Passage |
** start **

[Bugfix]Fix the hang issue of multimodal model when running with DP>1 (#4392)

### What this PR does / why we need it? When cudagraph_mode is set to FULL_DECODE_ONLY, if dp > 1, the dummy-run process will be triggered. When calling the update_attn_params function, the num_tokens parameter needs to be passed, and this value is obtained through positions.shape[0]. However, the multimodal model uses mRope (multi-dimensional rotary positional embeddings), which causes the shape of positions to be 2. As a result, the value obtained from positions.shape[0] is incorrect. We solve this problem by replacing positions.shape[0] with num_tokens. ### Does this PR introduce _any_ user-facing change? NO ### How was this patch tested? vLLM version: v0.11.0rc3 vLLM main: https://github.com/vllm-project/vllm/commit/v0.11.0 - vLLM version: v0.11.0 - vLLM main: 2918c1b49c --------- Signed-off-by: wujinyuan1 <wjy9595@qq.com> Co-authored-by: wujinyuan1 <wjy9595@qq.com>
2025-11-25 09:33:49 +08:00
parent 84eae97f27
commit 06f6cc1c81
1 changed files with 2 additions and 3 deletions
--- a/vllm_ascend/worker/model_runner_v1.py
+++ b/vllm_ascend/worker/model_runner_v1.py
@@ -2810,8 +2810,7 @@ class NPUModelRunner(LoRAModelRunnerMixin):
                else:
                    # FIXME: Try using `auto_dispatch_capture=True`
                    update_mla_attn_params(self.update_stream, forward_context,
-                                           positions.shape[0],
-                                           self.speculative_config)
+                                           num_tokens, self.speculative_config)
            else:
                if self.pcp_size * self.dcp_size > 1:
                    update_attn_dcp_pcp_params(self.update_stream,
@@ -2819,7 +2818,7 @@ class NPUModelRunner(LoRAModelRunnerMixin):
                                               positions.shape[0])
                else:
                    update_attn_params(self.update_stream, forward_context,
-                                       positions.shape[0])
+                                       num_tokens)

        if self.drafter and self.drafter.name == SpecDcodeType.EAGLE3:
            hidden_states, _ = hidden_states

** end **

Data supplied |

** start **

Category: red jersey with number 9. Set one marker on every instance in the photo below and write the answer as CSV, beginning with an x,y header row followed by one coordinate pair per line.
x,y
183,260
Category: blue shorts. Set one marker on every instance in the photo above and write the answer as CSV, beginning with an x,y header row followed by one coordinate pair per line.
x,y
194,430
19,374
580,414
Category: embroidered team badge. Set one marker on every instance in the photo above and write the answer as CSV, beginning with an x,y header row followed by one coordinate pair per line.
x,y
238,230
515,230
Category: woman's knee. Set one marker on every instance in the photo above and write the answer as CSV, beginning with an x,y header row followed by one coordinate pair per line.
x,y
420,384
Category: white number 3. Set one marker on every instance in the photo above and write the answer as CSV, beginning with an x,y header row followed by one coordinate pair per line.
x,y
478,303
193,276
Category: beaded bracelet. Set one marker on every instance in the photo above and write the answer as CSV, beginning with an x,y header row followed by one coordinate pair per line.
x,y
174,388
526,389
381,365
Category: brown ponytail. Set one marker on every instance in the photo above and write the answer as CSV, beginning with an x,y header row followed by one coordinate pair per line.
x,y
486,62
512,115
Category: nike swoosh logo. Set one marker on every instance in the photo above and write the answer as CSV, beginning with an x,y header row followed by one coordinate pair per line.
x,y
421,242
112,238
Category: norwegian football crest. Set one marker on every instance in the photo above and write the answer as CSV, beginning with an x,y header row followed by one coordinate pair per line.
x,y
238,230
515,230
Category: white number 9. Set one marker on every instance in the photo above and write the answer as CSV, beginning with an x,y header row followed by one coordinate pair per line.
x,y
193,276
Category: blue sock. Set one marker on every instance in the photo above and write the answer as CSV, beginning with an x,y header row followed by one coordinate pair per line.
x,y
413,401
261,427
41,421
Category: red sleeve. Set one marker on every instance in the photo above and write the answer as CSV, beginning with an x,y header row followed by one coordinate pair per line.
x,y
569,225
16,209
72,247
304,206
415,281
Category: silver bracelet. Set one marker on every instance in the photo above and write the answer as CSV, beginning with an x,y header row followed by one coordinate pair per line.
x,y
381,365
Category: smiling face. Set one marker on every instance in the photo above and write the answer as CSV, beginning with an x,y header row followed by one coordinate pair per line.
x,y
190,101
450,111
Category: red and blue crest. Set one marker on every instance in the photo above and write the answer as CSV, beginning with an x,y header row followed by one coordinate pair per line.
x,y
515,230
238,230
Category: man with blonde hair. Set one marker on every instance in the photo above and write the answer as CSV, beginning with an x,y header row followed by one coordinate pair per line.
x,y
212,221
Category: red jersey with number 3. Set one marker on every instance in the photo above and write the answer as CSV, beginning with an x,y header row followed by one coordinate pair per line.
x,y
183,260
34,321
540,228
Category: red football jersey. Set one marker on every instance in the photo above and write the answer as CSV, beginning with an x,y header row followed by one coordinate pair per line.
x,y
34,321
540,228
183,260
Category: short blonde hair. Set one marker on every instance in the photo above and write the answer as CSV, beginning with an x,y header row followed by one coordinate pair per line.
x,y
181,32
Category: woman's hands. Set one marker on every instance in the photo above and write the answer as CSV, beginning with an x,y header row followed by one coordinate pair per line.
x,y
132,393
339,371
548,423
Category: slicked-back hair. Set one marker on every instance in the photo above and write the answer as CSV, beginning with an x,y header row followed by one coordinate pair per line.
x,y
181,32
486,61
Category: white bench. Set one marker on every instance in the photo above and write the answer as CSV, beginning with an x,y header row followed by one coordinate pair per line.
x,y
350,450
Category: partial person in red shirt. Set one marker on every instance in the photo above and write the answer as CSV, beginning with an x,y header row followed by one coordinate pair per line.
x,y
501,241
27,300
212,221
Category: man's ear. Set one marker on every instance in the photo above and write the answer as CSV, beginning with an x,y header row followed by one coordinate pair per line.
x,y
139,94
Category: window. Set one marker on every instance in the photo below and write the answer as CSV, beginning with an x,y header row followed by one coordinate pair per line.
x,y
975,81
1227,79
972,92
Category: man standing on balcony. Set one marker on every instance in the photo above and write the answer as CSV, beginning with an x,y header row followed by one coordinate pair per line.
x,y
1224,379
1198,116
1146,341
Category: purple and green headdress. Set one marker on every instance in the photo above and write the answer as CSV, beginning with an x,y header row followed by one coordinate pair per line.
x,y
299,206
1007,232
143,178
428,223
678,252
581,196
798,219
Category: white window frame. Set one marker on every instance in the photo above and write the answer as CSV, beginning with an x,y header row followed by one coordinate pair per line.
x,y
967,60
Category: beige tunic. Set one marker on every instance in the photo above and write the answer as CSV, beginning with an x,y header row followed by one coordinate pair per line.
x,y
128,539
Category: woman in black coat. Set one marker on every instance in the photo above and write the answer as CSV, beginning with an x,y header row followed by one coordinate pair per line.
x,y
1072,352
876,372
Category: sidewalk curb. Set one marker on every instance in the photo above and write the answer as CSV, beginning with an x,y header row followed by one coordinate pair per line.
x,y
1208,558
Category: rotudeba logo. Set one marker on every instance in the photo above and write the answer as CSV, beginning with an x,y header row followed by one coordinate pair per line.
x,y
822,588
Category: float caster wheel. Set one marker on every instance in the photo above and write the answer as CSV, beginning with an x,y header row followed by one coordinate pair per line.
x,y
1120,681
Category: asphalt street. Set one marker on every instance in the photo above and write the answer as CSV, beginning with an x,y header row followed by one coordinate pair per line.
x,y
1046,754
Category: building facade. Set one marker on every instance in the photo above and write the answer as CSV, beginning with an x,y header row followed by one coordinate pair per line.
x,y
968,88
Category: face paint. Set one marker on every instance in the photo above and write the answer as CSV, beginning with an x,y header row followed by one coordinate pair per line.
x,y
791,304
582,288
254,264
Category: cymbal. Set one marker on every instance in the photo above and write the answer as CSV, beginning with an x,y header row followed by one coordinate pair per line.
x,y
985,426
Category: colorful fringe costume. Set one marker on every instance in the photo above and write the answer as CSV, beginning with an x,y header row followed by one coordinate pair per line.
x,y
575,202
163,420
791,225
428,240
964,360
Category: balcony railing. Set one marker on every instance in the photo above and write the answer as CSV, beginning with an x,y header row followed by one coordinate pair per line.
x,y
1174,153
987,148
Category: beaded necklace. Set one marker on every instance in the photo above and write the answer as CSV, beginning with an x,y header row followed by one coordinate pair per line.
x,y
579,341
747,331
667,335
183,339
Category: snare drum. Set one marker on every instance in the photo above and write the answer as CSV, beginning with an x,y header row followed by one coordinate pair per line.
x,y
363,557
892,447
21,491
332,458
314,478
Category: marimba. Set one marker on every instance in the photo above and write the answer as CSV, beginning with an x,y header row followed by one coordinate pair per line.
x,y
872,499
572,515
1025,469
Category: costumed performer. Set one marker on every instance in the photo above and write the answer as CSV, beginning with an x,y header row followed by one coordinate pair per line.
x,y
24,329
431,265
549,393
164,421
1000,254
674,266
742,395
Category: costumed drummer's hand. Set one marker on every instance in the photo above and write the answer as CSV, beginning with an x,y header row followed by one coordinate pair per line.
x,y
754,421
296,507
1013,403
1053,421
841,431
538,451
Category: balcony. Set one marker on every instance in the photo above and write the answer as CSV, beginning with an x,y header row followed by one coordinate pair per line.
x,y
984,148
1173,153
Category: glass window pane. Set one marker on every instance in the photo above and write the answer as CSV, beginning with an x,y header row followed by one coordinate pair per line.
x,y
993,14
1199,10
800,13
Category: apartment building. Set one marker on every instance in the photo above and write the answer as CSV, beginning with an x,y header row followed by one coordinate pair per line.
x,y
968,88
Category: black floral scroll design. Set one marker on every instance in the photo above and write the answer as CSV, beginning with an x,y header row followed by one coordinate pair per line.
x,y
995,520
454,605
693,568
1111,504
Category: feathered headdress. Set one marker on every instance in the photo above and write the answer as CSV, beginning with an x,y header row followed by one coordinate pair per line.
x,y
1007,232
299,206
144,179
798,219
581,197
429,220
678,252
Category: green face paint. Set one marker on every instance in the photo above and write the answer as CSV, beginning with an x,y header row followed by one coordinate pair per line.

** end **

Exercise task 1 |
Answer these questions about the commit, giving each answer on its own line marked with the same letter.
(a) With which cudagraph_mode setting does the dummy-run process get triggered when dp > 1?
(b) Which positional embedding scheme does the multimodal model use?
(c) How many files, additions and deletions does the commit report?
Exercise task 2 |
Filter the entries above, keeping every line that contains the string "logo".

Reply 1 |
(a) FULL_DECODE_ONLY
(b) mRope (multi-dimensional rotary positional embeddings)
(c) 1 changed file, 2 additions and 3 deletions

Reply 2 |
Category: nike swoosh logo. Set one marker on every instance in the photo above and write the answer as CSV, beginning with an x,y header row followed by one coordinate pair per line.
Category: rotudeba logo. Set one marker on every instance in the photo above and write the answer as CSV, beginning with an x,y header row followed by one coordinate pair per line.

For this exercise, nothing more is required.